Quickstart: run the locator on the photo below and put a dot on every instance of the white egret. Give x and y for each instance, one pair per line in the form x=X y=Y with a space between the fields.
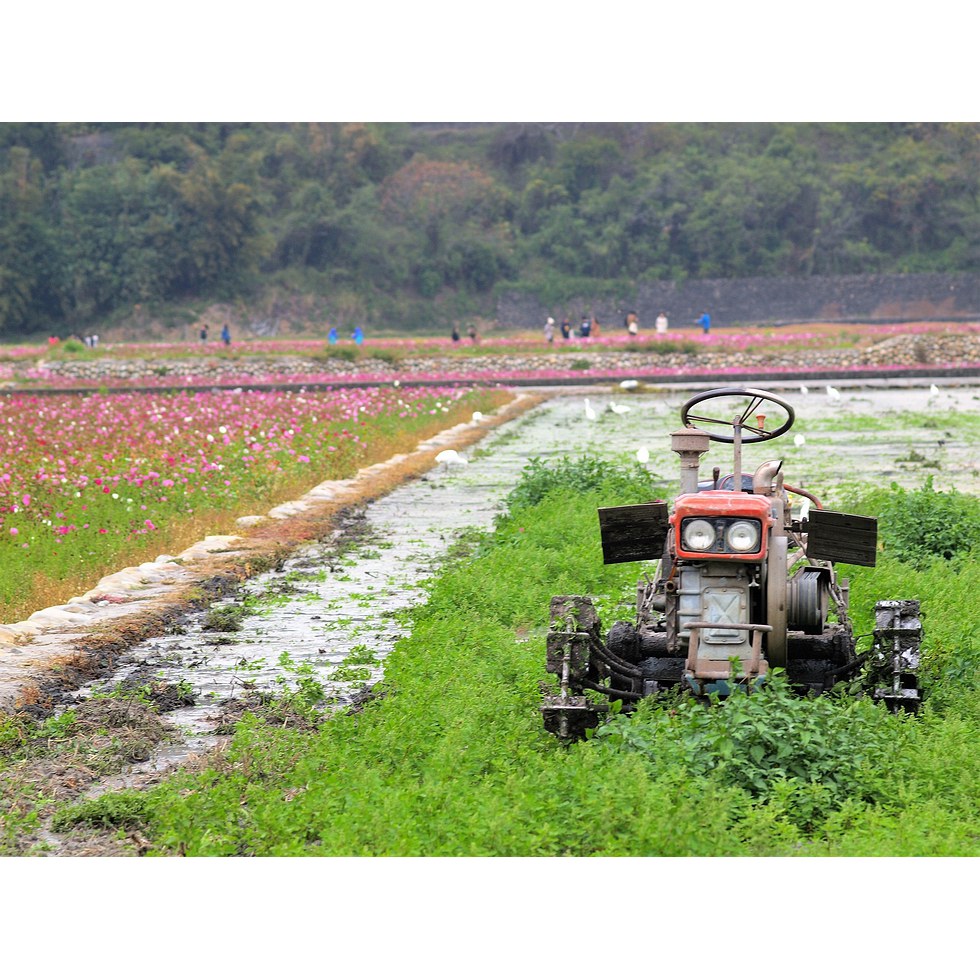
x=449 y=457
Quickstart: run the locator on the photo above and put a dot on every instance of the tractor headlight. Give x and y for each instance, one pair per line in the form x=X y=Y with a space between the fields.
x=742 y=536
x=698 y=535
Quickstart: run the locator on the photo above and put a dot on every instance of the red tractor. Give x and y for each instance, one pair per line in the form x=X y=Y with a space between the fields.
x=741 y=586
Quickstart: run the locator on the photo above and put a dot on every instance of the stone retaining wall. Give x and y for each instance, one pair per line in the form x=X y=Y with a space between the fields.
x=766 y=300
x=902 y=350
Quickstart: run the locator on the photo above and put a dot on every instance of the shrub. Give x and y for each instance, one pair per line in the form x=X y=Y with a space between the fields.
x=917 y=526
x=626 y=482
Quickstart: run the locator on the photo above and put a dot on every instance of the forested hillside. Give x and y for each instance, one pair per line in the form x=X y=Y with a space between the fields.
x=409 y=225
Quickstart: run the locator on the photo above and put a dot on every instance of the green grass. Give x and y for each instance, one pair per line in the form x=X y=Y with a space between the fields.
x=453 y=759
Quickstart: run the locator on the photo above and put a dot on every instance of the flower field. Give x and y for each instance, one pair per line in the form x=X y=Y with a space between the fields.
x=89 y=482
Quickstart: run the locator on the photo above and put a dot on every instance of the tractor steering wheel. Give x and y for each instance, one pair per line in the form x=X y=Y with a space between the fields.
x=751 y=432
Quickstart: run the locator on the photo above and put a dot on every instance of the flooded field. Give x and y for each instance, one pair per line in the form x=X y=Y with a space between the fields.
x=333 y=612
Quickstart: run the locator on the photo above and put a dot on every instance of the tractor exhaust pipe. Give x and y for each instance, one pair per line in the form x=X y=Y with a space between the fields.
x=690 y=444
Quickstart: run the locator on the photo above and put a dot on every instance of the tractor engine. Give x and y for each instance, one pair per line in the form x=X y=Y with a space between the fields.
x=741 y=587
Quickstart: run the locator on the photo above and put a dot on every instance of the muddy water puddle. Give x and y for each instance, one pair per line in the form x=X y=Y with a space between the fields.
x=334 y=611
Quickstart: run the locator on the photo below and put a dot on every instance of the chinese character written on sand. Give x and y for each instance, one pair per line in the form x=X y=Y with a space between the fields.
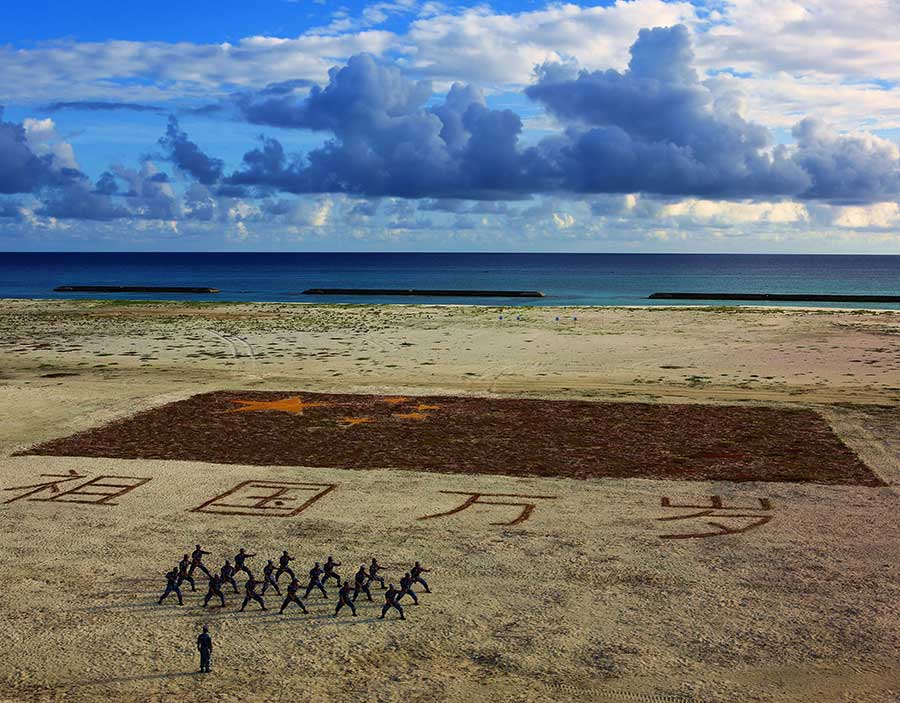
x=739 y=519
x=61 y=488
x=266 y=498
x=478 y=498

• [Assignment]: Please give all of the data again, exact and free of pictures.

• [Answer to this problem]:
Quickstart: run the locator on the photo below and put a dot on every instance of the white egret. Give x and y for each instance, one pair per line in the form x=X y=Y with a space between the fields.
x=449 y=457
Quickstart: run the locator on the photo above and put a dot on every instance of the tractor headlight. Give x and y for each instance, one pair per line in the form x=X y=Y with a space between the fields.
x=742 y=536
x=698 y=535
Quickstart: run the locator on the photo above and put a dot on every instance of the red tractor. Give x and y for each instance, one pair per line in the form x=X y=Y with a space between the fields.
x=741 y=586
Quickstart: run the locator on the photo above and put a dot on every instance of the stone retaining wall. Give x and y for each instance, one pair per line in the form x=X y=Y with a space between the fields.
x=766 y=300
x=902 y=350
Quickstart: run the locator on the photo above and put a dot on every instance of the shrub. Give x and y for each instance, one pair per line in the form x=X y=Y with a space between the fields.
x=917 y=526
x=626 y=482
Quickstart: run the locator on the photo above and put a dot on every instance of the forested hillside. Give x and y for each instance, one pair per line in the form x=X y=Y with a space between the fields.
x=409 y=225
Quickstart: run the locator on the photo above and put a dot on every instance of the green grass. Give x and y for each instance, one pair per line in the form x=X y=Y with a space between the fields.
x=453 y=759
Quickstart: run the locator on the photo above and put a dot on every instance of the flower field. Give x and y for each instance, one pair per line in the form x=X y=Y with a space between the fields.
x=89 y=482
Quickstart: run the locator on the photo above and put a dot on every instance of the tractor steering wheel. Give x and y for each instance, one pair per line in the form x=X y=Y with a space between the fields.
x=751 y=432
Quickstart: run the locator on the photo above and put a dot on every instance of the flooded field. Give x and y for each instance, one pair per line in the form x=X y=Y with a space between the fields.
x=333 y=612
Quickstart: run the locator on the photo above and put a dot on every instance of the tractor exhaust pipe. Give x and y for each instance, one pair per line in the form x=X y=Y with a space between the fields.
x=690 y=444
Quickstart: run the locator on the photo above and put a dot on every instance of the tractor engine. Give x and y for each instance, one pair per line in the form x=X y=Y with a space between the fields.
x=741 y=587
Quickstart: run the locator on the photo above and put a dot on every instance of the muddy water puddle. Give x and y for each instance, one pair per line in the form x=X y=Y with a space between the fields.
x=334 y=611
Quickstart: run the locator on the photo below and put a dot on every instance of the chinese character written on sand. Give x and y for each instance, one pair per line in the form x=X y=Y with a space between the fields.
x=739 y=519
x=61 y=488
x=266 y=498
x=478 y=498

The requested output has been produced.